## RECORDS TO USE
◇ ◇ ◇ ◇
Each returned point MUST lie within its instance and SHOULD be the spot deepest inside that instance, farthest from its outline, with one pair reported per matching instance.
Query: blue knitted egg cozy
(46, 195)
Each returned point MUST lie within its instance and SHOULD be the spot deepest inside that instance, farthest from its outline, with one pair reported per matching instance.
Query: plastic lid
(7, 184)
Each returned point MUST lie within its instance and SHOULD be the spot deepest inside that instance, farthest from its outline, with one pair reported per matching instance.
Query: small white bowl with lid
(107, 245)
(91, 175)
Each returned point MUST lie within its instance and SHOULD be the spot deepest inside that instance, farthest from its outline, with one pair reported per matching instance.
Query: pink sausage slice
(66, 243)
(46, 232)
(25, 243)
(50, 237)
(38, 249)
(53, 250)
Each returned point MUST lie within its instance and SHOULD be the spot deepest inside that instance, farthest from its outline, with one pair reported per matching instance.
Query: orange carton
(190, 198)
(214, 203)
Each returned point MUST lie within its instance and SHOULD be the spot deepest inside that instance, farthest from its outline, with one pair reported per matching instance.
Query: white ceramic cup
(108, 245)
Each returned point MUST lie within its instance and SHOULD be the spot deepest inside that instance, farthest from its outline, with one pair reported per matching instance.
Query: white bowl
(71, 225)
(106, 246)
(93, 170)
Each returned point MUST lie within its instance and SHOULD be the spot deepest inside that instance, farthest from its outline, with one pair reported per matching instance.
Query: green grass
◇ ◇ ◇ ◇
## EXERCISE BRIEF
Return each line above exactly.

## ANSWER AREA
Each returned point MUST lie within its instance and SHOULD be the spot deepest inside that instance, farthest from its outline, with one pair reported per matching instance.
Query: blue knitted egg cozy
(46, 195)
Each returned point MUST lie within its instance and SHOULD be the spot deepest inside that instance, farthest from its outline, with one pair reported per matching instance.
Query: plastic lid
(7, 184)
Each returned point MUST lie within its instance and SHOULD be the spot deepest inside that instance, farthest from its outline, with one pair reported per matching instance.
Query: small white bowl with lid
(107, 245)
(91, 175)
Each returned point MUST lie within its instance and SHOULD be the spot deepest inside that instance, farthest from its outline, with one pair reported per matching instance.
Query: pink sausage slice
(66, 243)
(46, 232)
(25, 243)
(50, 237)
(38, 249)
(53, 250)
Each returned point MUST lie within its instance and SHOULD be the spot deepest inside that instance, farthest from its outline, with one pair reported per matching instance.
Query: orange carton
(190, 198)
(214, 203)
Each returned point MUST lie within its instance and SHOULD be the spot deepest inside that instance, farthest from its outline, with one pair reported per matching instance.
Query: white ceramic cup
(108, 245)
Each returned point MUST lie within its instance and SHOULD be the spot deepest inside that instance, farthest from its outline, with one pair reported per matching instance.
Query: white bowl
(71, 225)
(106, 246)
(93, 170)
Each returned point MUST lie within its instance and SHOULD be the spot deepest inside that instance, farthest from its outline, with one pair reported per matching instance.
Query: green grass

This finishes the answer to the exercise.